:: DIRECTION ::
Continue the magazine profile of boutique owner Rania Shahin, starting right after its final sentence.

Recently voted by the organisers of London Fashion Week as one of the world’s top fashion buyers, HIP’s owner and mother of three, Rania Shahin, spoke exclusively to Enigma’s Managing Editor Amy Mowafi about her new found international purchasing power while Fashion Director Maissa Azab rummages through Rania’s incredible closet of clothing candy to showcase just a few of this fashionista’s fabulous wares…

 

Rania Shahin knows good clothes. And so say the achingly glam girls and guys behind London Fashion Week (LFW). Ever since our own Egyptian glamazon flung open the doors to her beautiful fashion boutique HIP three years ago, the organisers behind the annual fashion extravaganza have been watching her closely from their Dior-draped Ivory Towers. And here’s what they’ve learnt: Shahin has an almost clairvoyant ability to know what and who is going to be hot and happening months before the rest of us; she can spot the next fab and funky designer a mile off. So when we mere mortals were still harping on about Dior and Chanel, she was already stocking her sassy store with pieces from the likes of Matthew Williamson, Mario Schwab and Zac Posen. Three years ago, the type of cutting edge, underground street-borne designers that Egyptians had to travel for, read up on and seek out are now regular fare for her cool clients. She does the hard work for them, trawling the world looking for the different and the dazzling and the results are always on the mark. It’s all the very opposite of the Gucci-Pucci-Fiorucci over-branded ostentation Middle Eastern women are unfairly famed for. She buys for the modern Arab women, global and gorgeous, sleek and sophisticated; the lush international ladies who have long been inducted into the world of pared-down perfection. So perhaps it should come as little surprise that this year, the organisers of LFW bestowed her with the most fabulous of sartorial honours – she was named one of their top fashion buyers in the world. And she’s the only person from the Arab region to have been awarded the accolade. She was invited to London as one of their VIPs for the week where she was expected to put her perfectly manicured finger on the pulse of fashion’s future.

:: ENTRIES PROVIDED ::
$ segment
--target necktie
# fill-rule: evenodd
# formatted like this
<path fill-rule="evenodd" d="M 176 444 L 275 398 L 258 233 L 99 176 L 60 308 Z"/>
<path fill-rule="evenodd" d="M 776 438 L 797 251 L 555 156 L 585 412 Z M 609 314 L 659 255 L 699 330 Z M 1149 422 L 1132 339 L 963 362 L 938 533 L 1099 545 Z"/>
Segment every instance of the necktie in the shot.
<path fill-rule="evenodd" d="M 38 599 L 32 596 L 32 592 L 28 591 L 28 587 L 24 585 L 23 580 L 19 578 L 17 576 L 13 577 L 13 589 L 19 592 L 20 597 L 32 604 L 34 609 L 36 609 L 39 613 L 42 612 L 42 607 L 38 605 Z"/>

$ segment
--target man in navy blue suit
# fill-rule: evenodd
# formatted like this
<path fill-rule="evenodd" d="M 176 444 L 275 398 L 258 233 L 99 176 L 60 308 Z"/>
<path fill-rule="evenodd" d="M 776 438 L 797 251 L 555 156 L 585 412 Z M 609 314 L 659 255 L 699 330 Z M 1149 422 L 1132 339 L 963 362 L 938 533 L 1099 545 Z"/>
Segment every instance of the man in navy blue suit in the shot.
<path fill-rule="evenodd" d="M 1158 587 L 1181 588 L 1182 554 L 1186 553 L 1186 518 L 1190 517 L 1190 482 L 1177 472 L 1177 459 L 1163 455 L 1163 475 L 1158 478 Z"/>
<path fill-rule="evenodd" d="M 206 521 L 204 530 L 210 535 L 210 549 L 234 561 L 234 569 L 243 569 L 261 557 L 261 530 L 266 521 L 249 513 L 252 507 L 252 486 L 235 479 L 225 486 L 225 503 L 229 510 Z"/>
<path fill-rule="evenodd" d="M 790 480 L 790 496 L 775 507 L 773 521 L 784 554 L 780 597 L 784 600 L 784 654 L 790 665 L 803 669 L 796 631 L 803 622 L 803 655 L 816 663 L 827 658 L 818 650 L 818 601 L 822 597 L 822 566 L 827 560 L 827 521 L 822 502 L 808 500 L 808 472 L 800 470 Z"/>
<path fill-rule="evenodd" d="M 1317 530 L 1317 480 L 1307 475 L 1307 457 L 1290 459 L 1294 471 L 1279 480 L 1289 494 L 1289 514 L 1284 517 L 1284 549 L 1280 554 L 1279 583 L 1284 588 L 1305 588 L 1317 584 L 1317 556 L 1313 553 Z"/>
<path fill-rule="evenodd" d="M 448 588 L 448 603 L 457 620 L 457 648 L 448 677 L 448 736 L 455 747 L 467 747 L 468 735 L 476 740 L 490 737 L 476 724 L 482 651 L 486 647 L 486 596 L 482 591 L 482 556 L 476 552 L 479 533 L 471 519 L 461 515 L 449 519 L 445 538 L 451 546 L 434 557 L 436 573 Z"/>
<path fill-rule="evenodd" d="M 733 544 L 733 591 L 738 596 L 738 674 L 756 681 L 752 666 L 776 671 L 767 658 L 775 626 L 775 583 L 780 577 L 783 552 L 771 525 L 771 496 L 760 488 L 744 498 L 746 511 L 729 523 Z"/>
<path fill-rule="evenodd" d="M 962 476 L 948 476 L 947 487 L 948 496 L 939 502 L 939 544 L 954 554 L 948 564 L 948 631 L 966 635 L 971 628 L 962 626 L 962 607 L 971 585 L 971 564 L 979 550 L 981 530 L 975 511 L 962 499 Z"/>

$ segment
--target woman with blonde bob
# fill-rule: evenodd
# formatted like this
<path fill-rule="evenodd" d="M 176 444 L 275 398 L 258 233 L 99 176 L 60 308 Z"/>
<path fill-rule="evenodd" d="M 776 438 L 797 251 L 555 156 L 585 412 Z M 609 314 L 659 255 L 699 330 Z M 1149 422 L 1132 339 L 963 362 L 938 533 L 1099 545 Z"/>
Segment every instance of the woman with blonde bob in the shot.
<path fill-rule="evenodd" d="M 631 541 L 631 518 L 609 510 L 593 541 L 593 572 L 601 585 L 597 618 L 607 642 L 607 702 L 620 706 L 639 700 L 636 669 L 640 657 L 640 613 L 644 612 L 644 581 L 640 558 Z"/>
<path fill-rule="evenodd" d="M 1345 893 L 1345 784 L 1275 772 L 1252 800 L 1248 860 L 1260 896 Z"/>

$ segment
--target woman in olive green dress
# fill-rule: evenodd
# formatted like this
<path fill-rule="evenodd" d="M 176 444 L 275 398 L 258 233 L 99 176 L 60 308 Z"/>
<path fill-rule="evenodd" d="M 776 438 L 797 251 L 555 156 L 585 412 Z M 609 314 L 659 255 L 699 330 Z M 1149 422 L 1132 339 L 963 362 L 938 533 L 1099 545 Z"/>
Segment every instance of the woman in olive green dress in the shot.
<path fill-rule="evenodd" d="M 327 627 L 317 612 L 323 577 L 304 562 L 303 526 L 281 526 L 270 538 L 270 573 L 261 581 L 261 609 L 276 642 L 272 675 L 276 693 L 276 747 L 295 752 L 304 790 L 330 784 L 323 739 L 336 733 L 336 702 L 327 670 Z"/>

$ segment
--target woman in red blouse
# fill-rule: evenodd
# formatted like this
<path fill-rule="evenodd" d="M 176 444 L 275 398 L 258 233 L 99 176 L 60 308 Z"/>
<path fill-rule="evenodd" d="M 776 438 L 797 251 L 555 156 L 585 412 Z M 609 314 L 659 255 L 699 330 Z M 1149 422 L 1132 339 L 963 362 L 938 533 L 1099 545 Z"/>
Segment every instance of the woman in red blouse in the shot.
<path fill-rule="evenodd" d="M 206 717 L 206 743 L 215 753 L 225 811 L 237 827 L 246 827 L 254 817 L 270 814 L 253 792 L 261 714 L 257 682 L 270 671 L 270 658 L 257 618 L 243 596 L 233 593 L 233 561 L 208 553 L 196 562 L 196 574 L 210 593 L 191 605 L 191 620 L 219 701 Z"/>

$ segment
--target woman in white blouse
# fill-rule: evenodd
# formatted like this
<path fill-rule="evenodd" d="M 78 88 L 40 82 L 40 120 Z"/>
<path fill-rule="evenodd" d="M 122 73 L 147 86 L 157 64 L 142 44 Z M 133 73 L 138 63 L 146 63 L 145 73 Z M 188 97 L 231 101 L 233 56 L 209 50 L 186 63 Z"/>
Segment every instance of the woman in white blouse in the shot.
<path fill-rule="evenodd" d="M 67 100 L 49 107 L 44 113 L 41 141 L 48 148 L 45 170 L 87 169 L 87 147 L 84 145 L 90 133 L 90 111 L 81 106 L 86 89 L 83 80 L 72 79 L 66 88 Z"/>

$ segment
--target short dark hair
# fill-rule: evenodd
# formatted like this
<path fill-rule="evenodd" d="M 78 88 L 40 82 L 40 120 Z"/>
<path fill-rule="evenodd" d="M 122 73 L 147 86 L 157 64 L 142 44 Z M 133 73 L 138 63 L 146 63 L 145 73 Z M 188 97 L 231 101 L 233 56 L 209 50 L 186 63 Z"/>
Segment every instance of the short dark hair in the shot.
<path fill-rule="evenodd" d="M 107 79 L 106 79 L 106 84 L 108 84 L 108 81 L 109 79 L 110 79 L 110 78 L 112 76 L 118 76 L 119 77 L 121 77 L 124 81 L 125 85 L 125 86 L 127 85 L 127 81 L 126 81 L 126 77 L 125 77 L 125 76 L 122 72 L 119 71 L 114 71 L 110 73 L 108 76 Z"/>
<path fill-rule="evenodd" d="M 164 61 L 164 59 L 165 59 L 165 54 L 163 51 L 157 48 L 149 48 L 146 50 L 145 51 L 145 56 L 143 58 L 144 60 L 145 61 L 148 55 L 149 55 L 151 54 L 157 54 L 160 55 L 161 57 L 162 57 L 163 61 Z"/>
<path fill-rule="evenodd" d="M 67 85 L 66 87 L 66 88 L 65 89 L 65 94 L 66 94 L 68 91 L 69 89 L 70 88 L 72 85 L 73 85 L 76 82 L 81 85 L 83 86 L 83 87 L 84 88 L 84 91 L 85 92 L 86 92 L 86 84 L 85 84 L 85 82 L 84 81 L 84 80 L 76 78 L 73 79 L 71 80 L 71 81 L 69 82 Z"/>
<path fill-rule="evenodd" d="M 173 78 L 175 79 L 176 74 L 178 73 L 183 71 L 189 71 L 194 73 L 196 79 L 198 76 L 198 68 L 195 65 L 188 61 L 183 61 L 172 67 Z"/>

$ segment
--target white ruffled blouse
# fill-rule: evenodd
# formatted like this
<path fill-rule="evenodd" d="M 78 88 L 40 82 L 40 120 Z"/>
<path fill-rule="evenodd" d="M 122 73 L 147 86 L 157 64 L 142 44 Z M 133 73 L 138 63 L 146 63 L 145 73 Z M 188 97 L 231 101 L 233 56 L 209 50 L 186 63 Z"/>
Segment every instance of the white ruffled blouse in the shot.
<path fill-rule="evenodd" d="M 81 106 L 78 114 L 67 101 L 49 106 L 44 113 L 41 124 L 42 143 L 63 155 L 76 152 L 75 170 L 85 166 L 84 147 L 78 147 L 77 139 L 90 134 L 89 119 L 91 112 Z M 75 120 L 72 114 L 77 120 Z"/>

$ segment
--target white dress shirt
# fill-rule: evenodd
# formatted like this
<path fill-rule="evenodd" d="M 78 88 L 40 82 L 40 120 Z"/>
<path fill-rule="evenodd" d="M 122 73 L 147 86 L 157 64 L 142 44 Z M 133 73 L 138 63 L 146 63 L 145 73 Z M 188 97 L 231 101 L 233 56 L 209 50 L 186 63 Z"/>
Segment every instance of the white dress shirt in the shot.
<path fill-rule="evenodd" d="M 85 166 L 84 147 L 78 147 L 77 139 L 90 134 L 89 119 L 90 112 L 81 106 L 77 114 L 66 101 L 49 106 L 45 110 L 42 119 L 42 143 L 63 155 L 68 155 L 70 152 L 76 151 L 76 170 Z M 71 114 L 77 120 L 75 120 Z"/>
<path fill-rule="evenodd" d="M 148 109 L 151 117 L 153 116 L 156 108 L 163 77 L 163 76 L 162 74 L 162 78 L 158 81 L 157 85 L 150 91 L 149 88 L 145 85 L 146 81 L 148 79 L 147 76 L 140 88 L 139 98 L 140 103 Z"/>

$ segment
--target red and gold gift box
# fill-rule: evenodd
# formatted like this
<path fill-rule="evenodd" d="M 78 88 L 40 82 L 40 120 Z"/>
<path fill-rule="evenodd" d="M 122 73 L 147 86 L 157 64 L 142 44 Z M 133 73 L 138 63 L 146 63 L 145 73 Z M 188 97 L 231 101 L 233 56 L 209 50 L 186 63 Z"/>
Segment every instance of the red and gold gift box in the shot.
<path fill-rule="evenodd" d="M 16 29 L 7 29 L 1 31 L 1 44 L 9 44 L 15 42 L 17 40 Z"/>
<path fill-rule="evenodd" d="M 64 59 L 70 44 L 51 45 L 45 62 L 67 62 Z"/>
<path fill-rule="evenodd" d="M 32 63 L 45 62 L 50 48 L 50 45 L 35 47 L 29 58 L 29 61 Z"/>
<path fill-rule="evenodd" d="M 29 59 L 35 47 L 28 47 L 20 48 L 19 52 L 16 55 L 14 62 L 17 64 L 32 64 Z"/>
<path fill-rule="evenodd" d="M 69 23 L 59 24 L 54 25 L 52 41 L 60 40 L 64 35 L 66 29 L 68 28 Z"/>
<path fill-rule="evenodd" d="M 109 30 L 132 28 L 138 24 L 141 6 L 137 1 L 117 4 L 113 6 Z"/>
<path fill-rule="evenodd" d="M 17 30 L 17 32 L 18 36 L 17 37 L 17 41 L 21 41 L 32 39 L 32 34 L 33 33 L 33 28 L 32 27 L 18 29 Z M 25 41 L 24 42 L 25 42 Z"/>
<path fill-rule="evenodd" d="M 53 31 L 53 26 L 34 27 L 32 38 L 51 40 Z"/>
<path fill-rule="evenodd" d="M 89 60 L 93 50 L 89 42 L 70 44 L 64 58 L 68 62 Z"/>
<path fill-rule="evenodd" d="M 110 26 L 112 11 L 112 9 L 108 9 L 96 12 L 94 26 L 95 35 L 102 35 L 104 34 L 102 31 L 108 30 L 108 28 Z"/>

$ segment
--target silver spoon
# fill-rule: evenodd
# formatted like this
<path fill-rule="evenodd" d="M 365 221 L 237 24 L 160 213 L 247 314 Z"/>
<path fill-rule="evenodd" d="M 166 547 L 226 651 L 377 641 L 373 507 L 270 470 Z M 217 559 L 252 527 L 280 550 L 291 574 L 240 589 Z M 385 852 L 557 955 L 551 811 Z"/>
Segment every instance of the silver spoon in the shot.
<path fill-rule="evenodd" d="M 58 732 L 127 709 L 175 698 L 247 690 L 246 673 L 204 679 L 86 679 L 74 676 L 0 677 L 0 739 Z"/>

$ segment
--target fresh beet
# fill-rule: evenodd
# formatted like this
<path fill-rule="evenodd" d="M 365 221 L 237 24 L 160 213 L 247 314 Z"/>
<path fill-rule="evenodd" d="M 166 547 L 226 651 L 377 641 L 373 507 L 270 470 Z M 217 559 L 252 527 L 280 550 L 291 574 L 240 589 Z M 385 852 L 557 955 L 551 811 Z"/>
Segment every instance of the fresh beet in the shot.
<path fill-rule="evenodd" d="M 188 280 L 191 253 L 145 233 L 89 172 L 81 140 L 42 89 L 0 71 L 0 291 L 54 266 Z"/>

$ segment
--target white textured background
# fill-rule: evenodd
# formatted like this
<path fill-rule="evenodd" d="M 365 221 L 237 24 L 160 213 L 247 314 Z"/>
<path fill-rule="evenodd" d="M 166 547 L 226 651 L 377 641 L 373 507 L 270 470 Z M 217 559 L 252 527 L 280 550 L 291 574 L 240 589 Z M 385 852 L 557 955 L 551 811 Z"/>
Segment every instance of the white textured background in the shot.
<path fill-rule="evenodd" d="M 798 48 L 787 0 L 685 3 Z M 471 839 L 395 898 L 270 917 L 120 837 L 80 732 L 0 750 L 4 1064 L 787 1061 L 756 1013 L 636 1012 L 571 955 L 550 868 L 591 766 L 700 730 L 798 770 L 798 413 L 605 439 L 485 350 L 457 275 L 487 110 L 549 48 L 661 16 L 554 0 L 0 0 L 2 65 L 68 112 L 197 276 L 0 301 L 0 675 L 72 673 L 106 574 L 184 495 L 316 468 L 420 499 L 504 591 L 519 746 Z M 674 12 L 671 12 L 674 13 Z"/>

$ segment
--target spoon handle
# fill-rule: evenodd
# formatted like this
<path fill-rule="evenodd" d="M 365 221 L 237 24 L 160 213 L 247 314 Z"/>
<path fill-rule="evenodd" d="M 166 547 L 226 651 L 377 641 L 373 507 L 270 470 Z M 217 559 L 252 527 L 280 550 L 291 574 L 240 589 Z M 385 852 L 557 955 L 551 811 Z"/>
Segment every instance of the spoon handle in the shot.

:: TASK OUTPUT ::
 

“I was holidaying on the North Coast with my family when I got the call,” says the yummy mummy. “And I didn’t quite understand what they were saying or even believe it!” It wasn’t until she received the formal e-mail detailing the list of exclusive fashion shows and glittering designer after-parties she was expected to attend, that the penny finally dropped. Over the course of her career at HIP, many of the designers she had chosen to stock at her store – including Erdem, Afshin Feiz, Roksanda Illinic and Yigal Azroël – had become amongst the world’s best-selling designers, winning numerous awards at LFW. And she’d marked them out for stardom long before most of the world’s fashion leaders even knew their names. “According to their survey, 84 percent of the brands I stock are amongst the best-selling brands stocked by shops like Matches of London, Soho in New York and Mirage in Monaco.”

And that’s no easy task when you’re operating with none of the leverage that large and famous department store buyers have at their disposal. When Shahin first started she had to scour out the contacts for herself, suffer through endless hours of googling and languish on long flights to meet designers in order to convince them to let her stock their wonderful wares. Three years ago she was forced to play by the fashion establishment’s arrogant rules. Today, following the LFW accolade, big name designers are lining up at her door, vying for a piece of the HIP action. They have to fit into her crammed diary, on her own time and not the other way around. Because they now know that if Shahin likes what she sees, they’ve got themselves guaranteed direct access to the big spending Arab fashionistas. And who doesn’t want a piece of that pretty pie? “What’s even better is that I am no longer obliged to stock as much I used to,” she says. “Now I just go and pick the

 

select the pieces I like which my clients can mix and match with my other in-store brands. I don’t have to cater to a designer’s particular ‘story’ for that season. They are finally giving me the things that I want, no questions asked. I no longer have the drama that I used to have.”

 

Back in London, she’s become an LFW favourite. “It’s an added value to them that I keep going back to London and that I don’t just do the regular shows in Milan, Paris and New York,” she explains. During her wonder week in London, she picked out picture-perfect pieces from a host of upcoming designers including Heidi Klein, Fisco, Liberty of London, Lotus, Prairie New York, Cory Lynn and Zufi Alexander, as well as vintage pieces from India. “The whole idea is to introduce newer and smaller designers to Cairo; the funky stuff which few in Egypt stock,” says Shahin. “People are beginning to understand that it’s not about the logo; it’s about the cut and the fabric. We all go to the same places all the time and we want to look different and special. The pieces I stock allow my clients to do that and mix and match to create a unique look.”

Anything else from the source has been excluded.